---- Passage shown

Top 5 Beach Reads to Read on Vacation

If you’re packing your suitcase for a nice vacation, make space for some of these books to keep you company.

If you haven’t had enough time to read during the year, the vacation season is the perfect time to catch up. There is nothing better than relaxing with a good book by the seaside, and that’s why today we’ve prepared a list of recommendations to help you pick and choose which titles will be going with you.

Whether you’re in the mood for a lighter read, an adventure, or a good thriller – these five books offer a little bit of everything. The only thing you have to do is stop by the nearest bookstore or library before your trip.

 

Beach Read – Emily Henry

Just look at the cover of this novel and be sure that you found your ideal beach book. Funny enough, titled Beach Read, this novel by American author Emily Henry is a real summer romantic drama that will occupy your attention until the last page, along the way providing an interesting, subversive approach to the genre itself.

Set during the warmest part of the year, this book follows two writers who, after years of mutual intolerance, unexpectedly meet at the same resort. Realizing that despite their efforts, they can’t ignore each other any more than they can escape their own problems, January, a popular romance novel author, and Augustus, a writer of so-called ‘serious’ literature, agree to spend the rest of the summer together in order to get rid of their writer’s block.

The final product is more than entertaining, and with an excellent balance between introspection, character development, and unexpected humor, we have a novel in front of us that will dispel all stereotypes we have about beach reads.

--------
---- Given information

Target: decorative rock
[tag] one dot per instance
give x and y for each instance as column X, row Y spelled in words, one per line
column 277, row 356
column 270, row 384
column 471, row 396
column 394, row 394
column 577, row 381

--------

§ **Short exercise**
Can you continue the vacation beach-reads list above, starting right after its last sentence?

§ **The output**
 

The Seven Husbands of Evelyn Hugo – Taylor Jenkins Reid

If you like old Hollywood, Elizabeth Taylor, and books that you can’t put down, then The Seven Husbands of Evelyn Hugo by Taylor Jenkins Reed is the right pick for you. Not only does this novel introduce us to an endlessly interesting and intriguing main character, movie star Evelyn Hugo, but it also provides us with all the glamor and opulence that cinematography from the era of Marilyn Monroe and other similar giants brings with it.

Told from the perspective of journalist Monique Grant, who suddenly receives an invitation to write an exclusive, official biography of one of the world’s most famous actresses, this book takes us through the ‘scandalous’ life of Evelyn Hugo and the story of her famous seven marriages. Beneath the surface, there are numerous secrets that need to come out, a confession of a woman’s hard fate in a greedy and patriarchal world, as well as a myriad of layered and imperfect characters, wrapped in the splendor and pomp of the classic film industry.

 

Long Bright River – Liz Moore

Liz Moore is perhaps one of the most interesting contemporary authors whose works are more than worthy of attention. And with her latest release, Long Bright River from 2020, we got one more proof of this writer’s talent. Set up as a mixture of mystery, thriller, and family drama, this book fully conveys the atmosphere of the dark streets of Philadelphia, where crime has become a common occurrence.

Focused on the relationship between two sisters, Long Bright River follows police officer Mickey as she patrols the city in search of Casey, a drug-addicted prostitute whom she has been unable to find for some time. When someone in town starts killing sex workers and the drug addiction epidemic takes off, Mickey does everything in her power to get to the bottom of it and find out what happened to the sister with whom she was once inseparable.

In the spirit of our favorite true crime shows, this novel deals with social problems in an intelligent way.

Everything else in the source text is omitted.